== Request ==
Restate the listing below word for word, omitting any images.

— START Source data —

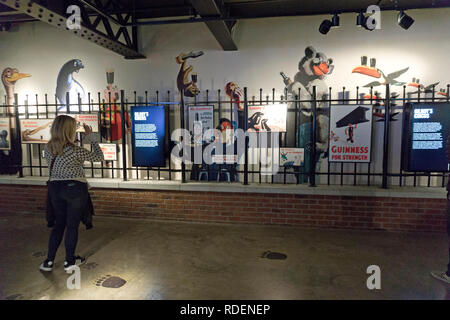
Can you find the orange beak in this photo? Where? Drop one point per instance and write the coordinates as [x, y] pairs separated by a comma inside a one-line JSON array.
[[368, 71], [321, 69], [17, 76]]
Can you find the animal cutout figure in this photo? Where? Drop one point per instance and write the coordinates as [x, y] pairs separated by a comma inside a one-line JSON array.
[[190, 87], [236, 95], [374, 72], [10, 160], [313, 69], [66, 83]]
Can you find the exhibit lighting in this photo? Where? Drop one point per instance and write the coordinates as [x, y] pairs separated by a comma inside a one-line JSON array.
[[404, 20], [326, 24], [335, 21]]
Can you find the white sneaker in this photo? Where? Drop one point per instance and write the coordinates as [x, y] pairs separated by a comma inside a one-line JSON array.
[[439, 275]]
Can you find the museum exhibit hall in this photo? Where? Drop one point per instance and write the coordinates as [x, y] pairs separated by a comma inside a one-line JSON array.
[[226, 156]]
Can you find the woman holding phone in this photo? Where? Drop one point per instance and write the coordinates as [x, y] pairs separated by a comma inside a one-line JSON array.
[[67, 186]]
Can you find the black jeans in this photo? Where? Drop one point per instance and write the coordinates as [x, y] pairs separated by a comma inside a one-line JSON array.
[[69, 199]]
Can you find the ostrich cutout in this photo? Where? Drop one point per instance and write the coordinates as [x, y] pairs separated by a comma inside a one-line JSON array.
[[66, 83], [313, 69], [9, 162]]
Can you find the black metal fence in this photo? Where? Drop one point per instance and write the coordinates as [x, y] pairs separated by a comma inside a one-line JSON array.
[[383, 171]]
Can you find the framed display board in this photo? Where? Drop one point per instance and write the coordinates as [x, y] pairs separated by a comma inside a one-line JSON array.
[[426, 128], [89, 119], [5, 134], [350, 133], [267, 118], [201, 118], [109, 151], [147, 136]]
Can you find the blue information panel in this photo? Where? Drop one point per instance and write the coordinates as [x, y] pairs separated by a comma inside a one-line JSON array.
[[426, 129], [147, 136]]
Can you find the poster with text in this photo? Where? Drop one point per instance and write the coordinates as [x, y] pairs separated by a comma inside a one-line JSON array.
[[5, 134], [201, 118], [109, 151], [147, 136], [292, 157], [88, 119], [35, 130], [350, 133], [267, 118]]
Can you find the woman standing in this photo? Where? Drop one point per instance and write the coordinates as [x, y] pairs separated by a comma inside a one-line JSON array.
[[68, 189]]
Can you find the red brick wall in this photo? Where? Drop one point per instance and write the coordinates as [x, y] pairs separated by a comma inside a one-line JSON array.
[[392, 214]]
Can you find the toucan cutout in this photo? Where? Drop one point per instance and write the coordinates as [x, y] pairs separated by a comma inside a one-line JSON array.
[[374, 72]]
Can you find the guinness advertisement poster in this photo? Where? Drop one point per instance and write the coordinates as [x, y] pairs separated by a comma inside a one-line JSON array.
[[5, 134], [350, 133]]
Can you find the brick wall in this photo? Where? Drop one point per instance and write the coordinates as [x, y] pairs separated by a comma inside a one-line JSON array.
[[382, 213]]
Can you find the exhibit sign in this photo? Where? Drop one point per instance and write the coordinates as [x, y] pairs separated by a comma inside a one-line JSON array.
[[224, 158], [201, 118], [35, 130], [350, 133], [292, 157], [426, 128], [148, 136], [267, 118], [109, 151], [5, 134], [88, 119]]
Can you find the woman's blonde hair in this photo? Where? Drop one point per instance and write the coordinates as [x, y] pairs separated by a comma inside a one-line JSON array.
[[63, 133]]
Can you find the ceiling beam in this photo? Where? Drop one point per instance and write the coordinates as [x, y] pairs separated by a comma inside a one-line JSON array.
[[219, 29], [56, 17]]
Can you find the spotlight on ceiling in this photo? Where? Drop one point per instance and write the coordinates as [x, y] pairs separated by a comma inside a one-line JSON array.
[[335, 21], [326, 25], [361, 21], [404, 20]]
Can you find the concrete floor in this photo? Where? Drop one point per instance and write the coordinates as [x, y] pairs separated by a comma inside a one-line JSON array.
[[171, 260]]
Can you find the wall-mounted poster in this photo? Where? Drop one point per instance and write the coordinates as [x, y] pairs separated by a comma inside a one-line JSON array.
[[292, 157], [147, 136], [5, 134], [266, 118], [109, 151], [426, 128], [35, 130], [224, 158], [201, 118], [350, 133], [89, 119]]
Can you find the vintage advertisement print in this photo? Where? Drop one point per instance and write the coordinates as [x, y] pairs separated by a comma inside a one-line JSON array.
[[35, 130], [5, 134]]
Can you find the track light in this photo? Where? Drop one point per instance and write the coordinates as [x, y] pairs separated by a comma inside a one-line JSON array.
[[335, 21], [326, 24], [404, 20]]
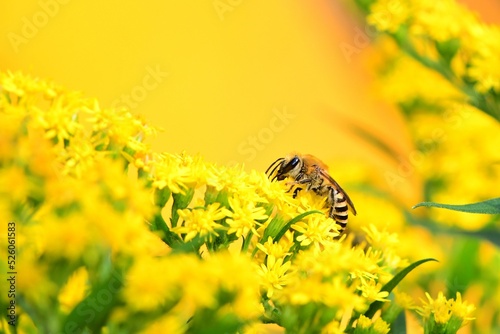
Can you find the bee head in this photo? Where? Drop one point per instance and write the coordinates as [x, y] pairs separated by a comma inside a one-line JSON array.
[[289, 167]]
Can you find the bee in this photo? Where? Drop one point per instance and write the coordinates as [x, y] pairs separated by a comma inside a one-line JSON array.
[[312, 174]]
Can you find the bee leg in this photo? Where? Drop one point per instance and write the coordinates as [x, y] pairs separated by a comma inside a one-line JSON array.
[[296, 191]]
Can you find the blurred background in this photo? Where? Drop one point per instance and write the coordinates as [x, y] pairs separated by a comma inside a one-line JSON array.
[[249, 81], [235, 81]]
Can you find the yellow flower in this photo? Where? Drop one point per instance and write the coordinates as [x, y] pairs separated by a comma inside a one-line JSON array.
[[243, 216], [147, 286], [388, 15], [169, 172], [274, 274], [170, 323], [371, 291], [276, 249], [316, 230], [462, 309], [439, 308], [200, 222], [74, 291]]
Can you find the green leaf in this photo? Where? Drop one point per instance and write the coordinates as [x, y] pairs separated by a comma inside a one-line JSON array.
[[491, 206], [377, 305], [293, 221], [181, 201], [93, 312], [490, 234], [448, 49]]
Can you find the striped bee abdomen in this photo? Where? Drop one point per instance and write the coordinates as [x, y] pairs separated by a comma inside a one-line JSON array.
[[339, 208]]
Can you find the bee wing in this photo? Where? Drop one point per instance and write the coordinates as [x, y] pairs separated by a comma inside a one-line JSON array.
[[274, 166], [339, 189]]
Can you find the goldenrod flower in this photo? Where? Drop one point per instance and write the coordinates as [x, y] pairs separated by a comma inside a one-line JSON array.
[[74, 291], [275, 274], [316, 230], [243, 216], [276, 249], [201, 222]]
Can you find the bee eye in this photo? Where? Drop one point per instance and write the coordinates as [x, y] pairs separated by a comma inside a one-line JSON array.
[[285, 168], [294, 162]]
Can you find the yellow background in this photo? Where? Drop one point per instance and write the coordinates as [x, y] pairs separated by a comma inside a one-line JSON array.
[[227, 72]]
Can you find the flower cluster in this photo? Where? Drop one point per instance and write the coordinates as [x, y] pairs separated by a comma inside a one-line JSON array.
[[463, 51], [115, 237], [452, 108]]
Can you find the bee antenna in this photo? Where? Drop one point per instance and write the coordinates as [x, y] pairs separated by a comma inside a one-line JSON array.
[[276, 164]]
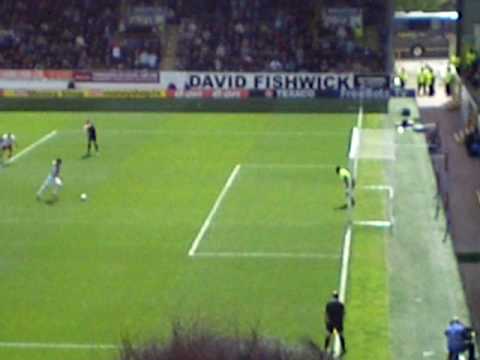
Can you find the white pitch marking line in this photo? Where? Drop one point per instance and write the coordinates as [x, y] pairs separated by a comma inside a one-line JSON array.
[[32, 146], [347, 244], [267, 255], [375, 223], [58, 346], [306, 166], [381, 188], [214, 209], [219, 133]]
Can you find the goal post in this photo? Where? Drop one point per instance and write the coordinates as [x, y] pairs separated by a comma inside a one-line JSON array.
[[371, 158]]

— END Source data —

== Worked answer ==
Can you find the orange beak in this photo? Where? Drop one point per instance and write the coordinates as [x, y] pairs separated by a comma inside a one-line JSON array.
[[368, 71], [321, 69], [17, 76]]
Can you find the animal cutout figure in this photo? Where? Drop one point per instance and write the coordinates as [x, y] pairs separated by a comma inside a one-line JSON array.
[[190, 87], [236, 95], [374, 72], [10, 160], [313, 69], [66, 83]]
Can you find the exhibit lighting in this photo? Where? Drop one point per instance and write the coordinates as [x, y] pairs separated by a comma inside a one-line JSON array.
[[404, 20], [326, 24], [335, 21]]
Can you find the white sneaker in this photo? Where? Drop one point per instance and write the coordinates as [x, y] pairs separated by a comma inside a one-line JSON array.
[[439, 275]]
Can you find the museum exhibit hall in this photo? Where? Drop one point per instance and write the coordinates as [x, y] pairs separated by a comma inside a one-line JSON array.
[[226, 156]]
Can you find the woman holding phone in this photo? Where? Drop one point per instance and write the coordinates as [x, y] pairs separated by a comma inside a one-line JSON array.
[[67, 186]]
Can you find the black jeans in this photo? Where? Drop one point per instance and write the coordinates as [x, y] pairs separated by a comma inside a one-line JSON array.
[[69, 199]]
Can you find the ostrich cutout in this photo? Where? Drop one point per instance and write the coordinates as [x, y] pairs separated by a comma inside a one-line JSON array.
[[66, 83], [313, 69], [9, 162]]
Can you find the black metal fence in this photo? Where? Drop one point per instance and write the coordinates as [x, y] pairs separated by a comma inside a one-line JSON array.
[[383, 171]]
Can you find the framed display board in this photo? Where? Drop one point per instance and write the coordinates as [x, y] pairs separated by a comma inside a one-line JSON array.
[[426, 128], [89, 119], [5, 134], [350, 133], [267, 118], [201, 118], [109, 151], [147, 136]]
Can you find the blue information panel in this photo? Where? Drop one point per instance and write the coordinates as [x, y] pairs separated by a comma inside a one-line JSON array.
[[426, 129], [147, 136]]
Can you find the poster with text in this photo? Where? Drop one point per instance and write the coordinates as [x, y] pairs separated by a comma inside a one-line JSON array.
[[5, 134], [201, 118], [109, 151], [147, 136], [292, 157], [88, 119], [35, 130], [350, 133], [267, 118]]
Can you find the woman standing in this photo? Where? Drop one point per instance and write the coordinates as [x, y] pairs separated by a comma inside a one-line JSON array.
[[68, 189]]
Can you find the red brick wall in this photo? Where? Drop one point per instance and write the coordinates as [x, y] pairs separated by a comma inside a one-line JSON array.
[[392, 214]]
Can you find the toucan cutout in this photo? Where? Drop one point per instance and write the coordinates as [x, y] pairs separated by a comma inside a one-line JSON array.
[[374, 72]]
Can you find the guinness advertisement poster in this photo? Where? Drop one point per instance and write the coordinates as [x, y] pairs separated by a comma inside a one-line JSON array.
[[5, 134], [350, 133]]
Can you find the brick wall in this photo? Where? Drop one point per instance and write the coordinates as [x, y] pairs separated by a comma inside a one-line JSON array.
[[382, 213]]
Can you find the exhibit sign in this photo? Where? Drop one point per instance and write the coordinates as [x, y] pairs separated by a comma inside a one-line JSON array.
[[224, 158], [201, 118], [35, 130], [350, 133], [292, 157], [426, 128], [148, 136], [267, 118], [109, 151], [5, 134], [88, 119]]
Can you find the woman's blonde hair in this photo? Where? Drop one point per instance and write the coordinates as [x, y] pairs separated by a comma inside a one-line JSON array.
[[63, 133]]
Can you find the ceiling beam in this photo? Where? Drop one point per instance and write the coordinates as [x, y] pairs separated by a comma inside a one-line JSON array.
[[219, 29], [56, 17]]
Can you find the spotlight on ceiling in this photo? Where? Drop one point per instance and write the coordinates as [x, y] pairs separated by a comma inside a one-line JSON array.
[[335, 21], [326, 25], [361, 21], [404, 20]]
Can you find the concrete floor in this photo? Where? Drop one point per instance and write the coordinates as [x, y] pairs separated by a comma inside a one-line JSON array.
[[171, 260]]
Can you find the wall-mounted poster in this photo? Where? Drop one point per instance and write the coordinates as [x, y] pairs separated by a comma inside a one-line JSON array.
[[292, 157], [147, 136], [5, 134], [266, 118], [109, 151], [426, 128], [35, 130], [224, 158], [201, 118], [350, 133], [89, 119]]
Can you find the vintage advertisement print in this photo? Where? Drop one point per instance and write the coordinates as [x, y] pairs separated by a comma inside a one-line JSON array.
[[35, 130], [5, 134]]
Can you find the track light in this photo? Where? Drop one point per instance and write the coordinates as [x, y] pairs separated by a comma inside a one-line JSON array.
[[335, 21], [326, 24], [404, 20]]
Can you find the bee head in this photo? Where? Drop one point per instance and write the coordinates as [x, y] pairs separated by a comma inside a one-line JSON array.
[[289, 167]]
Can you find the bee in this photo? Where? Drop one point per instance and write the coordinates as [x, y] pairs separated by a comma inside a one-line JSON array.
[[312, 174]]
Can you find the bee leg in this photo? Where? Drop one point per instance and write the coordinates as [x, y] pairs separated by a comma inside a one-line JSON array.
[[296, 191]]
Can you find the blurred background in this photo? Where? Drop one point per instance and write the coordinates as [x, y] pairs separated by a comma inside a one-line JSON array.
[[249, 81], [235, 81]]
Can you find the yellow flower in this photo? Where? Drop one point per instance and write the coordinates as [x, y] pairs separated by a comma inside a one-line JSON array.
[[243, 216], [147, 286], [388, 15], [169, 172], [274, 274], [170, 323], [371, 291], [276, 249], [316, 230], [462, 309], [439, 308], [200, 222], [74, 291]]
Can you find the green leaf in this photo? Where? Drop one point per instance and write the coordinates as [x, y] pairs separated by a comma inside a one-line JSON array.
[[491, 206], [377, 305], [293, 221], [181, 201], [93, 312], [490, 234], [448, 49]]
Can you find the striped bee abdomen in this photo? Where? Drop one point per instance and write the coordinates as [x, y] pairs separated by a comma inside a one-line JSON array.
[[339, 208]]
Can you find the bee wing in this photo? Where? Drop one point per instance and write the coordinates as [x, y] pairs separated by a comma inside a one-line JSON array.
[[274, 166], [339, 189]]
Can you find the goldenrod flower in this photo? Where? Drop one point per instance and write the coordinates as [x, y] pairs separated by a comma inside a one-line JSON array.
[[74, 291], [275, 274], [316, 230], [243, 216], [276, 249], [201, 222]]
Can you find the bee eye in this photo? Where? Drop one point per instance and write the coordinates as [x, y] pairs separated by a comma inside a one-line JSON array.
[[285, 168], [294, 162]]
Can you find the yellow background in this photo? Where? Drop one point per instance and write the coordinates as [x, y] pairs separated by a comma inside a one-line JSON array.
[[227, 72]]
Can you find the flower cluster in this photo? Where? Drop one point per instance and write the coordinates as [x, y] pairs separated by a comma inside a one-line JSON array.
[[463, 51], [115, 237], [452, 108]]
Can you find the bee antenna in this photo? Where? Drop one point per instance and write the coordinates as [x, y] pairs separated by a comma inside a one-line JSON array.
[[276, 164]]
Can you find the white pitch marking line in this photo? Where? Drop one point per instance and write the coordinates as [x, y] pairs separated by a comma inside a one-line JSON array.
[[32, 146], [347, 244], [267, 255], [375, 223], [58, 346], [306, 166], [381, 188], [214, 209], [219, 133]]
Can you find the goal post in this photo? Where? Drop one point per instance and write the coordinates as [x, y] pairs separated by a comma inside a one-line JSON array.
[[371, 158]]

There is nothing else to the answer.